(Records from a data collection)
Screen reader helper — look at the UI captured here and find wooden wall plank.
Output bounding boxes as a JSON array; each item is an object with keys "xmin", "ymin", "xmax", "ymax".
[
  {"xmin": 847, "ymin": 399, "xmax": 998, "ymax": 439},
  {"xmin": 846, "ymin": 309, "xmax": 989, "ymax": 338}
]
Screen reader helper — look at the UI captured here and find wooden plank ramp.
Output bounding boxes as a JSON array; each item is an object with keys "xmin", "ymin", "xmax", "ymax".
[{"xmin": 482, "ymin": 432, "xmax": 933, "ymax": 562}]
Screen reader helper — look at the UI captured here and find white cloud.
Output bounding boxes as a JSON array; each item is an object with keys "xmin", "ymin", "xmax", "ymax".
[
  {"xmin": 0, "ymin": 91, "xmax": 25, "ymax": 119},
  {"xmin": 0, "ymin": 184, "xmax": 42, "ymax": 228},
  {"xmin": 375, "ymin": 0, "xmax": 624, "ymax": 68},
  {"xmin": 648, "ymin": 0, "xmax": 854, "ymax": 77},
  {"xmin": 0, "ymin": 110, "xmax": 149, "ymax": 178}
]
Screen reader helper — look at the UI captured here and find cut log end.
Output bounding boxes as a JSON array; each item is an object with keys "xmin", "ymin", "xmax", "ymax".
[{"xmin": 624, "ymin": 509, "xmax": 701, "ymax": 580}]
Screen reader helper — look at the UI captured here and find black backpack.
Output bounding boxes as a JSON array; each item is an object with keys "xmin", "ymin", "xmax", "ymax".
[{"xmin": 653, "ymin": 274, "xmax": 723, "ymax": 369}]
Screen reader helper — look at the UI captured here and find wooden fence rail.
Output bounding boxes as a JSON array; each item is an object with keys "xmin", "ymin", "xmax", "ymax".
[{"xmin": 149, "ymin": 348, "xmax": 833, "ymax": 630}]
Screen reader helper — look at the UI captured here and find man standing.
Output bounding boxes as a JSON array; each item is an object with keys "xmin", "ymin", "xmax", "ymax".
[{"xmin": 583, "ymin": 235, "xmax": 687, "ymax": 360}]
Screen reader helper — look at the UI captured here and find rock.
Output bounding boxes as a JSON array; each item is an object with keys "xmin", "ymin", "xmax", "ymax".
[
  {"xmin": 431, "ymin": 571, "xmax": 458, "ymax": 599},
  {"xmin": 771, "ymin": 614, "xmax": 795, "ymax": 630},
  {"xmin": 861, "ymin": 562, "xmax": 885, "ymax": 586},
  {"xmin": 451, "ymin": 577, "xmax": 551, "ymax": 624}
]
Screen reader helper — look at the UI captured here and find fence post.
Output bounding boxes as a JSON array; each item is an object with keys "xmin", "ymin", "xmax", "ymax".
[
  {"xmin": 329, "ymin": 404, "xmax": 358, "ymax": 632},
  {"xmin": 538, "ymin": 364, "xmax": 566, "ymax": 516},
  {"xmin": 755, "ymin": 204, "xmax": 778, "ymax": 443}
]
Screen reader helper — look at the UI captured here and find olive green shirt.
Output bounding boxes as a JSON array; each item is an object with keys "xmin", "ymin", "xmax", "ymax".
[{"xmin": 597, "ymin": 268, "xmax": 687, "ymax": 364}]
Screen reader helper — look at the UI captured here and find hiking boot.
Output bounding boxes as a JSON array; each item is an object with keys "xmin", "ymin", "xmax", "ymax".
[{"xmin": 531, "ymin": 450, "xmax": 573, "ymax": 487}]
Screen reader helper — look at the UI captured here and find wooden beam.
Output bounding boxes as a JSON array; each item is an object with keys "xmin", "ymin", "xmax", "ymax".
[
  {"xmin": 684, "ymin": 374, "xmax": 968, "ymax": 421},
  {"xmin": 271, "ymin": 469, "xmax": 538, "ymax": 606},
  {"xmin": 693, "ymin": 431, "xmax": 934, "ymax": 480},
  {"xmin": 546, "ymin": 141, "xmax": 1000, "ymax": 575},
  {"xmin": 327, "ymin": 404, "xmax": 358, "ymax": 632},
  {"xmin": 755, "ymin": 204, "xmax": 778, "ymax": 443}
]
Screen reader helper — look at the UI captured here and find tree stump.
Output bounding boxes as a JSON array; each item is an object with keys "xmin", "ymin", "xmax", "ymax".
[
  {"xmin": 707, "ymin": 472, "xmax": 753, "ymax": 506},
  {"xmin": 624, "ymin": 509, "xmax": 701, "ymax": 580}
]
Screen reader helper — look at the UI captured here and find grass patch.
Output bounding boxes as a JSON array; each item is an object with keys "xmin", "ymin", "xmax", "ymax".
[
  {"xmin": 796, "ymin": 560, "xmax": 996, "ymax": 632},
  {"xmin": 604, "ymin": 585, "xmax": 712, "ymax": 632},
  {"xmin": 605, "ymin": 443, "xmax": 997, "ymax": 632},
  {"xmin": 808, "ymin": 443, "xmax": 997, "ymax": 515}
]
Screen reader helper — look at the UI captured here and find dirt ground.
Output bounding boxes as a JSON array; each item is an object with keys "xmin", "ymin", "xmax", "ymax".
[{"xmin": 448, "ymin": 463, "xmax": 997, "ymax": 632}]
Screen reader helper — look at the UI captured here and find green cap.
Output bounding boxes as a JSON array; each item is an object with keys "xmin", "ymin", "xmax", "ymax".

_Task objective_
Please copy the records starting at the line that contains "find dirt ground." and ending at the end of the records, substituting "Accessibility assistant" for "Screen reader helper" and leaving everything else unchanged.

_Complete answer_
Accessibility assistant — look at the UI captured here and find dirt ground.
Output bounding boxes as a JSON array; each item is an object with keys "xmin", "ymin", "xmax", "ymax".
[{"xmin": 448, "ymin": 463, "xmax": 997, "ymax": 632}]
Accessibility assistant — look at the UI captured here and find green cap.
Output bounding boxes as a JSON array; each item is an object with keys "xmin", "ymin", "xmax", "ymax".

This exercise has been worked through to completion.